▶ _Text provided_:
%%

A Free Press is not something that can be found everywhere in our world. While Journalism is something that is free in our Democratic Society in many parts of the world what a journalist or reporter can write or say is very heavily regulated and if it does not meet a certain standard that person’s voice is shut out. In some countries speaking against the controlling government can lead to arrest and maybe execution. Women in many parts of the world are discriminated against for becoming part of the press is supposed to be able to speak freely about what is happening in our communities. Free Press is a very loose term when we consider all the ways a person can be silenced. Journalism should be regarded as a very protected profession without reporters recording our history the mistakes we make today will not be seen by generations to come. The outcry of the masses will be snuffed out without the truth tellers you write blogs and record podcasts. The many levels of journalism should be preserved so that the voices of the many can be heard over the propaganda of the autocrats and corporate controllers in today’s world.
In China, at least 21 journalists are in jail – one has been there for nearly 13 years – most of them because of their involvement in the democratic movement known as the Beijing Spring of 1989. They include Wang Juntao and Chen Ziming, of the Economic Weekly. According to several accounts, the illness that Wang Juntao contracted in prison has worsened. Although some journalists were released in 1993, others have been arrested and sentenced, many of them to long prison terms.
In Turkey, where Kurdish journalists are still treated like terrorists, at least 18 have been imprisoned, often simply for mentioning Kurdistan in public. Several are reported to have been tortured.

%%

▶ _Task item_: Can you extract the part of the press freedom text that runs from "In Turkey, where" up to and including "have been tortured.", copying it word for word?

▶ _Material provided_:
%%

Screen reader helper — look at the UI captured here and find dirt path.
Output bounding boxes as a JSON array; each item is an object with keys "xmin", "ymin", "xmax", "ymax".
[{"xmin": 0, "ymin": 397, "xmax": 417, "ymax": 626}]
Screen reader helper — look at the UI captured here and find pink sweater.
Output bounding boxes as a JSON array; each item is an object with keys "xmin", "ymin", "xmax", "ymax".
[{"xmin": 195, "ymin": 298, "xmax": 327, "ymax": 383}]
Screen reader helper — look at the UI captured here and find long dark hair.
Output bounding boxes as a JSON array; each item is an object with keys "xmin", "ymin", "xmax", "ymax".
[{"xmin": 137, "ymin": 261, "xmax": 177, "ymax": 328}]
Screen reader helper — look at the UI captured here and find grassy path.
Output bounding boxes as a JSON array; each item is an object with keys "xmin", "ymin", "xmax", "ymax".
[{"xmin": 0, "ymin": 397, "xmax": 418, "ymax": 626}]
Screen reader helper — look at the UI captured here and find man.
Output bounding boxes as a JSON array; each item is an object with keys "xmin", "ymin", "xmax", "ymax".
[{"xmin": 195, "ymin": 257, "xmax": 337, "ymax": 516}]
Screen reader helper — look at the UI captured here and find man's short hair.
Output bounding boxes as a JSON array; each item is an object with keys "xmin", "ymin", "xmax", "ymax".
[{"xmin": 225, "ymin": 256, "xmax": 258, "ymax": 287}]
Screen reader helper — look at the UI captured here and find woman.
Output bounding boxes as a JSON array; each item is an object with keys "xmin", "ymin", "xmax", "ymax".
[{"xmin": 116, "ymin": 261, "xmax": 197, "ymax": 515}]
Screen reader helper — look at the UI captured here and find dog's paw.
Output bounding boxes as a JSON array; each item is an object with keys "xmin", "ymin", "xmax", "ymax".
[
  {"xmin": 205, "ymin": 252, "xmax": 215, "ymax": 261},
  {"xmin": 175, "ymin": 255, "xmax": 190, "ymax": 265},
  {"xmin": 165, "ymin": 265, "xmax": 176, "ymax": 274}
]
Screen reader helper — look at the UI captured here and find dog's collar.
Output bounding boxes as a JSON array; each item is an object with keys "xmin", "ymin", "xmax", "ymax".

%%

▶ _Completed task_:
In Turkey, where Kurdish journalists are still treated like terrorists, at least 18 have been imprisoned, often simply for mentioning Kurdistan in public. Several are reported to have been tortured.